(STUDY TEXT):
Segment Open
Saturday, January 14, 2012

Jumping Jessup Stress

Jessup memorials have been handed in, I have jumped out of a plane, closed a million dollar sale, been smacked down in court and yet the adrenalin that was pumping before it was due was just as insane if not more so.

Some highlights:

It expired when?

We have access to the tea and coffee room after hours, this is a good thing as we needed to be fuelled on caffeine beyond the normal end of semester/exam period. One morning a team member said ‘this coffee tastes like dirty Windex’ this particular brand of instant coffee is actually pretty damn good, so it needed some investigating.



Note the expiry on that bad boy …. It expired TEN years ago! No wonder it tasted horrible..

Why you no smell?

When you don’t leave the law library for about 4 days people tend to get a little funky. This team has hygiene down to a fine art. I was sent for supplies that included; towels, soap, tooth brushes and paste, conditioner, and other assorted shower goodies. However, by the time we have access to the shower it was only cold water. Fun stuff, it worked out in the end as after a cold, cold shower we were all WIDE AWAKE. Showering at about 3am at the university was interesting; it felt like some twisted academic boot camp.
Segment Closed
(ASSIGNED TASK):
Please rewrite the Jessup post starting at "Jessup memorials have" and ending at "not more so.", swapping "plane" for "helicopter".

(RECORD SET):
Segment Open
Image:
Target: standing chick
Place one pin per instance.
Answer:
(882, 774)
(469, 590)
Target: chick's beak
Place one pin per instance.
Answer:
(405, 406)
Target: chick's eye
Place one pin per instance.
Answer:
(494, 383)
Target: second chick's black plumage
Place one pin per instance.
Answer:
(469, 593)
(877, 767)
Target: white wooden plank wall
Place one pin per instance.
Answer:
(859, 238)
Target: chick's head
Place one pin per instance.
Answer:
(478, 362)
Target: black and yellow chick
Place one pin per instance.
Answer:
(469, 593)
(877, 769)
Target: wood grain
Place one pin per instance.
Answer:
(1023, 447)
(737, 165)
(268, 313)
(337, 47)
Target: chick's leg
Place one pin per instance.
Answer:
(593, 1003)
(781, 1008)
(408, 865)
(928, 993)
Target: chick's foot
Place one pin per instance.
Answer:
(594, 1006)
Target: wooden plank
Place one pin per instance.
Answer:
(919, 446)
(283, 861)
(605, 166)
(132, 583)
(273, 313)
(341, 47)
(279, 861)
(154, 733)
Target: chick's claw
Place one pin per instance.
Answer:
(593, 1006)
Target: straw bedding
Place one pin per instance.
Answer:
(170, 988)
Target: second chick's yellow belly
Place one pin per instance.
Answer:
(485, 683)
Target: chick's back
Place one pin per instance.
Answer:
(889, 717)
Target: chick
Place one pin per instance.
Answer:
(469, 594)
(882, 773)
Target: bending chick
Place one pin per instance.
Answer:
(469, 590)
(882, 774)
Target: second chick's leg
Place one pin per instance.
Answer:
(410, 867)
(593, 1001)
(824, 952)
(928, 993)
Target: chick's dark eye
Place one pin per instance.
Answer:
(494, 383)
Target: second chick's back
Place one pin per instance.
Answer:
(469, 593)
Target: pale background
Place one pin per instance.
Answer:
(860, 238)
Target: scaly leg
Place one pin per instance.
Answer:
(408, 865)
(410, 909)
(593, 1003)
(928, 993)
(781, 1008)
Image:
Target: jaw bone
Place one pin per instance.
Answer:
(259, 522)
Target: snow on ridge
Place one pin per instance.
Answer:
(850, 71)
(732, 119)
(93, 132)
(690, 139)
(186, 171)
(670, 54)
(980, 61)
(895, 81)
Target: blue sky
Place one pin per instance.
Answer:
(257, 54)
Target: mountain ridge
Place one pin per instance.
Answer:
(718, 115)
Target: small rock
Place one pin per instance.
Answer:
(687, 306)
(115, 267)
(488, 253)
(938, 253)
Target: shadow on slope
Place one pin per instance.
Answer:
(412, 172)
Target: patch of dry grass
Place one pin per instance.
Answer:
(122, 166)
Segment Closed
(PROBLEM SOLUTION):
Jessup memorials have been handed in, I have jumped out of a helicopter, closed a million dollar sale, been smacked down in court and yet the adrenalin that was pumping before it was due was just as insane if not more so.